=== The input ===

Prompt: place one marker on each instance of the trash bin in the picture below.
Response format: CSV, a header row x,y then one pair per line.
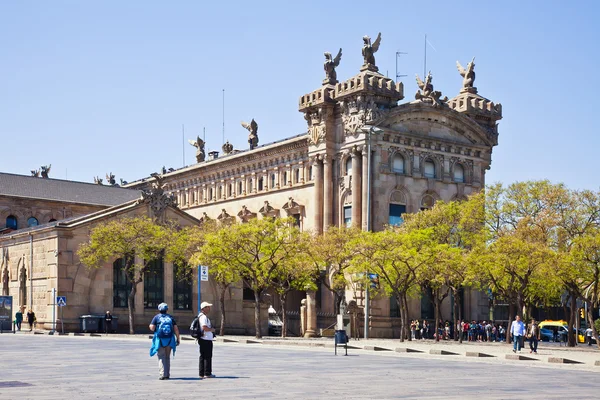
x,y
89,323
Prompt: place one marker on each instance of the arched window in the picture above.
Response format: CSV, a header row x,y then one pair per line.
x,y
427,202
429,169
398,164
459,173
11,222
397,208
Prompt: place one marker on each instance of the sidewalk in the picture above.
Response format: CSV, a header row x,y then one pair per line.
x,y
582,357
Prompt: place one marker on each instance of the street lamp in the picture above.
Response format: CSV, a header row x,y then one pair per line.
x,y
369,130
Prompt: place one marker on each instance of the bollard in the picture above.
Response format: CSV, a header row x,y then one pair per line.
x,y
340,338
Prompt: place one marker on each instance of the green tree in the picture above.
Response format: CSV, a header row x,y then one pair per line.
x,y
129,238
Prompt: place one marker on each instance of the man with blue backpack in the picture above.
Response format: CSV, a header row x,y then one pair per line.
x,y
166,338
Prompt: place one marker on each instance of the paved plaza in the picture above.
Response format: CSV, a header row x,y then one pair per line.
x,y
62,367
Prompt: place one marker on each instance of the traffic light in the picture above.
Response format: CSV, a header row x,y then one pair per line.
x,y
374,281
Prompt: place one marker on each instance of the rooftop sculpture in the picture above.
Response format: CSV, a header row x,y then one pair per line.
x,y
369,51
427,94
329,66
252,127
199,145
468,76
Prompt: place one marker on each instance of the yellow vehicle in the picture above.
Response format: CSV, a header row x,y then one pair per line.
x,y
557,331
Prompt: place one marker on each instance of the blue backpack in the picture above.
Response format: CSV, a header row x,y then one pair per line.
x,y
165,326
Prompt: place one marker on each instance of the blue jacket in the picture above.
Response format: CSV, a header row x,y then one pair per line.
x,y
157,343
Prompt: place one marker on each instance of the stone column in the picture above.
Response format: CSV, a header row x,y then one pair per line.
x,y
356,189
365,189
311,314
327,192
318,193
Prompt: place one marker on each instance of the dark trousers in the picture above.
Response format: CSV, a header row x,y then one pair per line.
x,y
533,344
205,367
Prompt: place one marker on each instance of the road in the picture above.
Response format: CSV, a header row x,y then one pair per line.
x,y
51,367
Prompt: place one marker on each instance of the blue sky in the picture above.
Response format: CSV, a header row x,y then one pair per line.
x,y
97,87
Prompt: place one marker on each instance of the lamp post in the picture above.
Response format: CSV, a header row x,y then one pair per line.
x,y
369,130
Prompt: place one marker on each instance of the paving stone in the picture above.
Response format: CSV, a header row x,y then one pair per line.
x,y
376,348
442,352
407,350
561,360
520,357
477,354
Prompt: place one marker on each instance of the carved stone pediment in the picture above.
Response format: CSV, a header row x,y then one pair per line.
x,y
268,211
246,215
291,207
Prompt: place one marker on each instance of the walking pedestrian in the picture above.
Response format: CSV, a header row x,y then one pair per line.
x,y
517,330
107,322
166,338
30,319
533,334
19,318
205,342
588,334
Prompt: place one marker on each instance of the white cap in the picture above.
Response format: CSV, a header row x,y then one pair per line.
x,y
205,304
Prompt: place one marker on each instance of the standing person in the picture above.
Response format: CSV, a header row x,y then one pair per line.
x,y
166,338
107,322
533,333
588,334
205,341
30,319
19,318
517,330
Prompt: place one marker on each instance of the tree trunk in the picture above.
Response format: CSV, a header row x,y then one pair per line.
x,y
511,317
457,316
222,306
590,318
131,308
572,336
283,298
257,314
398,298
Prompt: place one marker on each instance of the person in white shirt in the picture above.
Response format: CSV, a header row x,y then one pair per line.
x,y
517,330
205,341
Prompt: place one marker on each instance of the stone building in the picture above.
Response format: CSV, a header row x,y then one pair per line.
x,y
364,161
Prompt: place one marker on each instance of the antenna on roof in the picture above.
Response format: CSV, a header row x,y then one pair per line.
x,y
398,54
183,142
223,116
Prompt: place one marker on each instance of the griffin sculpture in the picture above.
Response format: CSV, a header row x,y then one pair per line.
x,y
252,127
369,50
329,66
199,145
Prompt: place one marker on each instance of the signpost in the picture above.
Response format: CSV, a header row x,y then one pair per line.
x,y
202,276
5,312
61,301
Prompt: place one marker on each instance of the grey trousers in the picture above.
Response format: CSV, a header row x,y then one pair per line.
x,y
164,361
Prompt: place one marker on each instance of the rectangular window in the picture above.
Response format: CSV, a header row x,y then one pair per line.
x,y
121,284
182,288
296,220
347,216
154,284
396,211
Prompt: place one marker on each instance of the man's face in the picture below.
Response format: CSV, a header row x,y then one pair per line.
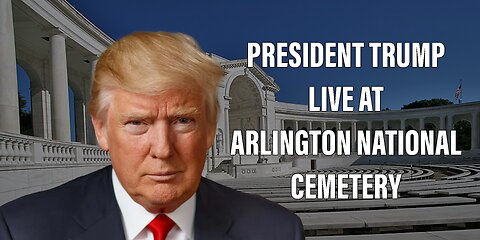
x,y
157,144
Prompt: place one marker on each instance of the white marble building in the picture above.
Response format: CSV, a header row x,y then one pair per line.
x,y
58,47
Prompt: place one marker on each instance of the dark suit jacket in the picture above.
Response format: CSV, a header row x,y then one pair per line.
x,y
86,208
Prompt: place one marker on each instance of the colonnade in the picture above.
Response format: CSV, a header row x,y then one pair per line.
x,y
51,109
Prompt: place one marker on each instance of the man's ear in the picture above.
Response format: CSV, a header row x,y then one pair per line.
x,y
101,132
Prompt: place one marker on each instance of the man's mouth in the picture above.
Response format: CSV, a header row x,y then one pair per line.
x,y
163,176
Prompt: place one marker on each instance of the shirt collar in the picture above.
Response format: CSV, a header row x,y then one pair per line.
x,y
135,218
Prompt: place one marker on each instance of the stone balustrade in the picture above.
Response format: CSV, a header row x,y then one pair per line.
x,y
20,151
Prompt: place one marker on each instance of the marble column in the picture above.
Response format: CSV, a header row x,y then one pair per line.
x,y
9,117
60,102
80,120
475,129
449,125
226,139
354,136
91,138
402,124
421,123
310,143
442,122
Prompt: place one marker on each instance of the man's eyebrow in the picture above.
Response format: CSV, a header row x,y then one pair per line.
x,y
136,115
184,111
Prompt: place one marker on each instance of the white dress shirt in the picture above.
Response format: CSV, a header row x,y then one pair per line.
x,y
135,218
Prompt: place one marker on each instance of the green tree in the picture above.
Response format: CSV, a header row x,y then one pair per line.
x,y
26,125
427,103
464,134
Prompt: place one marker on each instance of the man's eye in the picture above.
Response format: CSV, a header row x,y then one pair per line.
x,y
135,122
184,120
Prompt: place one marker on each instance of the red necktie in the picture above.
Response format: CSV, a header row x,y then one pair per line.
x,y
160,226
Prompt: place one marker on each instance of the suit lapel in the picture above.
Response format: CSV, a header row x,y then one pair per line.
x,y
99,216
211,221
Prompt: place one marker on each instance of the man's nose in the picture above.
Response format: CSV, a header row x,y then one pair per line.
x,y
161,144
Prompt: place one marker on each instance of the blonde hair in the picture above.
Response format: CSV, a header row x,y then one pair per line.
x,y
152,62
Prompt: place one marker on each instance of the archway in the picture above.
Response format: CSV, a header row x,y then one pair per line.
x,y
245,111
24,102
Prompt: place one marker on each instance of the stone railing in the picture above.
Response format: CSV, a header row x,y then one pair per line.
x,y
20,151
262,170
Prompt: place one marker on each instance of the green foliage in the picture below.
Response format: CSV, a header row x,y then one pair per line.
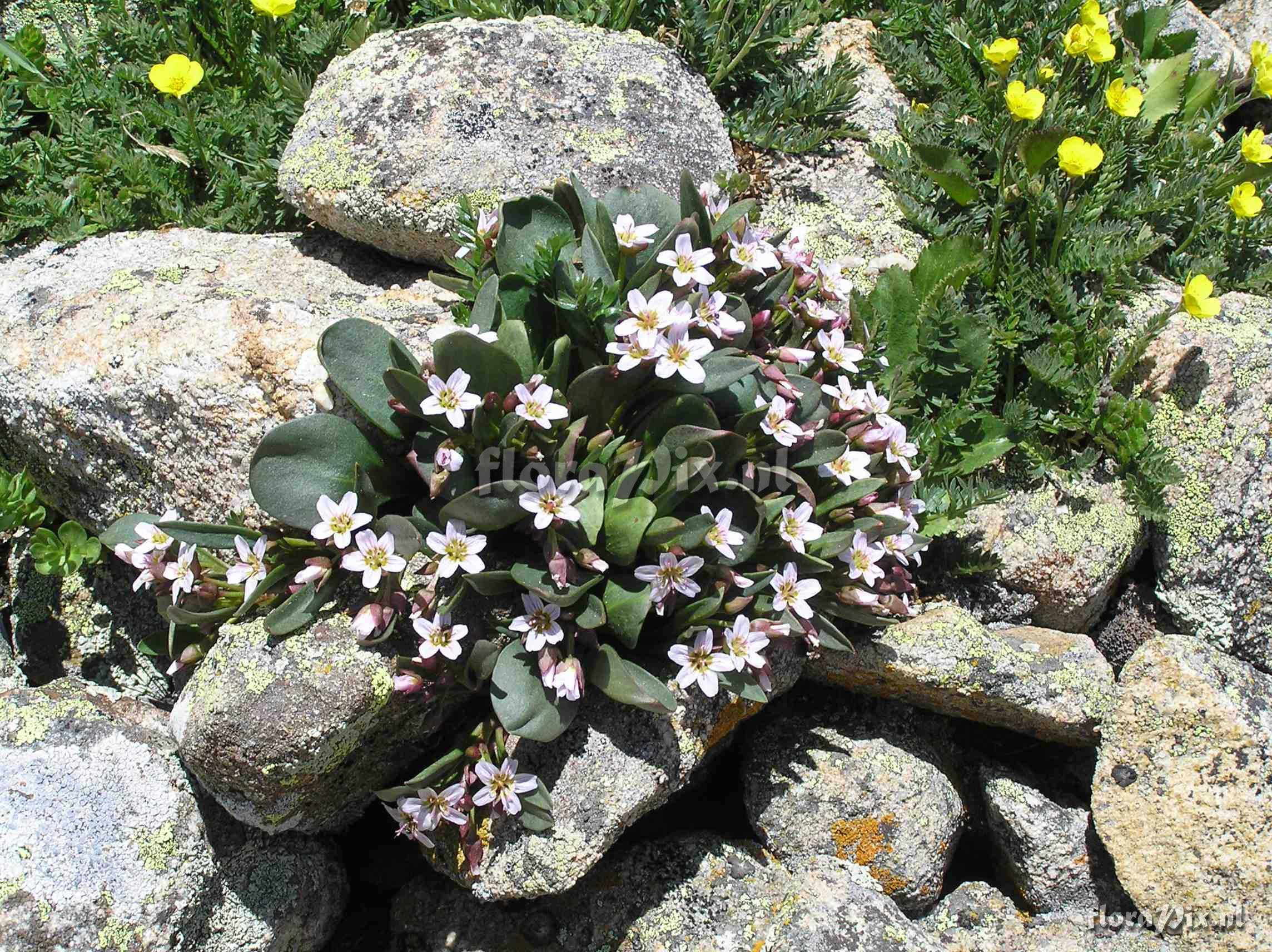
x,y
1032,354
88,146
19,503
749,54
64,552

===

Your reply should be the lines of the records from the start through the line with "Prompt: place one marker on each instance of the man with", copied word for word, pictures omitted.

Prompt: place one marker on each instance of the trash bin in the picture below.
Response format: CSV, a header row x,y then one pair per line.
x,y
89,323
Prompt: place one marker on each instance of the arched window in the picture above.
Response format: CSV, a header row x,y then one pair per line.
x,y
427,202
429,169
398,164
459,173
11,222
397,208
Prompt: place one marker on each instance of the sidewalk in the picture above.
Response format: CSV, a header row x,y then one pair per line.
x,y
582,357
Prompt: place one marker on each instance of the street lamp in the picture above.
Response format: CSV, a header row x,y then one pair per line.
x,y
369,130
Prompt: place one marker on each instance of the bollard in the picture above.
Response format: CSV, a header row x,y then one pair per line.
x,y
340,338
Prompt: place one marker on each instance of the green tree in the picture above.
Response format: CSV, a header row x,y then one pair per line.
x,y
129,238
Prompt: place one marker on each instance of the man with blue backpack in the picture above.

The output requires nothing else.